== Segment start ==

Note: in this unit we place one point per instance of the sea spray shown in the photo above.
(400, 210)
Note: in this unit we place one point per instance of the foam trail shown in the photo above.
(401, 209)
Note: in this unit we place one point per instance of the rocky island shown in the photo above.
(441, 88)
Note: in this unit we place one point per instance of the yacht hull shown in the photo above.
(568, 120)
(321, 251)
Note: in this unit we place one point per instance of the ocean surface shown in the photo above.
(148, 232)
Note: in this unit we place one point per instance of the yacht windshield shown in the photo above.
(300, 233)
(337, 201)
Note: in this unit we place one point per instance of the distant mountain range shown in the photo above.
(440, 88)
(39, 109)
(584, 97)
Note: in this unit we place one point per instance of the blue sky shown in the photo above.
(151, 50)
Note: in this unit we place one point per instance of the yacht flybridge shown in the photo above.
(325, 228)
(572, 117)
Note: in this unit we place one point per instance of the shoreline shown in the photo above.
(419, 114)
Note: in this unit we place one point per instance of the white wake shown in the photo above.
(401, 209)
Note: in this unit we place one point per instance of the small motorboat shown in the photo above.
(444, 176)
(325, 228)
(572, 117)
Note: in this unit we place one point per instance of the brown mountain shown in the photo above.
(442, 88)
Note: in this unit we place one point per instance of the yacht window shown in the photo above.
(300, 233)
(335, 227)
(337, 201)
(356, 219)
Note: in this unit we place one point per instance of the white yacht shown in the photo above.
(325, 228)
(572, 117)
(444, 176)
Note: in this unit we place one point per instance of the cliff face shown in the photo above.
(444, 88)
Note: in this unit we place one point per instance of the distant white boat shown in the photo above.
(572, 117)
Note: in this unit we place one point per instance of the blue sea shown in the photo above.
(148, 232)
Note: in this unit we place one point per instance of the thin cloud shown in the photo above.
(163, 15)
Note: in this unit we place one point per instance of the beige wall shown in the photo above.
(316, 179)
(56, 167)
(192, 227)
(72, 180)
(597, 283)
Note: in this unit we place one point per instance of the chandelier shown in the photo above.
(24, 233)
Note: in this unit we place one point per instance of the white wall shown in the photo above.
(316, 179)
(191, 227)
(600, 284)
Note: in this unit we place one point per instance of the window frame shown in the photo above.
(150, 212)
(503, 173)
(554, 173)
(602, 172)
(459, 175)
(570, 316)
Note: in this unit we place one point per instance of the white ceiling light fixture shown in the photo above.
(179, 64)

== Segment end ==

## YOUR INSTRUCTIONS
Repeat the material from above exactly, word for word.

## SOLUTION FOR THIS PROBLEM
Note: in this unit we place one point per instance of the sea spray shown in the photo above.
(400, 210)
Note: in this unit we place one point per instance of the foam trail shown in the photo above.
(401, 209)
Note: in this unit we place one point per instance of the rocky island shown in the photo above.
(441, 88)
Note: in this unit we place one point per instance of the yacht hull shown in the photo above.
(568, 120)
(321, 251)
Note: in this unit we place one point per instance of the ocean surface shown in the photo above.
(148, 232)
Note: in this unit we place one point per instance of the yacht windshield shown in the photo above.
(300, 233)
(337, 201)
Note: in this unit we place one point per instance of the distant mountain range shown in the photo above.
(440, 88)
(39, 109)
(584, 97)
Note: in this unit we place one point per instance of the blue sky shown in the photo above.
(151, 50)
Note: in this unit we place one point per instance of the yacht flybridge shown in the photo above.
(325, 228)
(572, 117)
Note: in this unit we place one point per instance of the shoreline shown in the photo above.
(419, 114)
Note: in this unit we place one point per instance of the white wake shown in the photo above.
(401, 209)
Note: in this unit we place one point per instance of the small motorboat shown in the photo above.
(444, 176)
(325, 228)
(572, 117)
Note: in this unit we place one point per instance of the brown mountain shown in the photo above.
(442, 88)
Note: in this unit we place one point per instance of the yacht window shown in the photo above.
(300, 233)
(335, 227)
(337, 201)
(356, 219)
Note: in this unit we place one point per instance of the white yacht shown in the photo above.
(325, 228)
(572, 117)
(444, 176)
Note: in this unit we place one point per instance of the cliff face shown in the photo above.
(444, 88)
Note: in this unit we place one point per instance of the distant white boat shown in the photo above.
(572, 117)
Note: in this unit we place one point per instance of the blue sea shown in the photo above.
(148, 232)
Note: in this unit we place one point per instance of the thin cloud shown in the photo above.
(163, 15)
Note: in this unit we place one point per instance of the beige wall shown in the photo above.
(316, 179)
(56, 167)
(192, 227)
(72, 180)
(597, 283)
Note: in this unit we place one point per instance of the chandelier shown in the photo above.
(24, 233)
Note: in this unit we place one point per instance of the white wall shown in the photo above.
(316, 179)
(191, 227)
(600, 284)
Note: in this unit we place one point per instance of the window frame shown in the photo above.
(150, 212)
(503, 173)
(554, 173)
(602, 172)
(459, 175)
(570, 316)
Note: in this unit we place one point per instance of the white ceiling light fixture shown in the photo above.
(179, 64)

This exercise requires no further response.